*Aim of the task*:
Retype the listing that follows, exactly as written.

======

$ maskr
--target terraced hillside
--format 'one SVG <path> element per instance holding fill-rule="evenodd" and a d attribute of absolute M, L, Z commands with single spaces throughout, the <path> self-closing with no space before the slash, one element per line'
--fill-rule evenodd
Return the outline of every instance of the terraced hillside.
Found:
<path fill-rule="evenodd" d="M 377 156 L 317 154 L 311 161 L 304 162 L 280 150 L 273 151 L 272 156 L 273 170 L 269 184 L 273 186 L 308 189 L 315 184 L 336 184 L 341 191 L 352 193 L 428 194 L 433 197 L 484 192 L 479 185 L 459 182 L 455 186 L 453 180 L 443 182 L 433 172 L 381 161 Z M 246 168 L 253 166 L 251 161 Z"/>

======

*Answer to this exercise*:
$ maskr
--target terraced hillside
--format 'one SVG <path> element per instance holding fill-rule="evenodd" and a d attribute of absolute M, L, Z commands with single spaces throughout, the <path> self-closing with no space before the slash, one element per line'
--fill-rule evenodd
Return the outline of every instance of the terraced hillside.
Found:
<path fill-rule="evenodd" d="M 377 156 L 317 154 L 311 161 L 304 162 L 280 150 L 273 151 L 272 156 L 273 170 L 269 184 L 273 186 L 308 189 L 315 184 L 336 184 L 341 191 L 352 193 L 428 194 L 433 197 L 484 192 L 479 185 L 459 182 L 455 186 L 453 180 L 443 182 L 433 172 L 381 161 Z M 246 168 L 253 166 L 251 161 Z"/>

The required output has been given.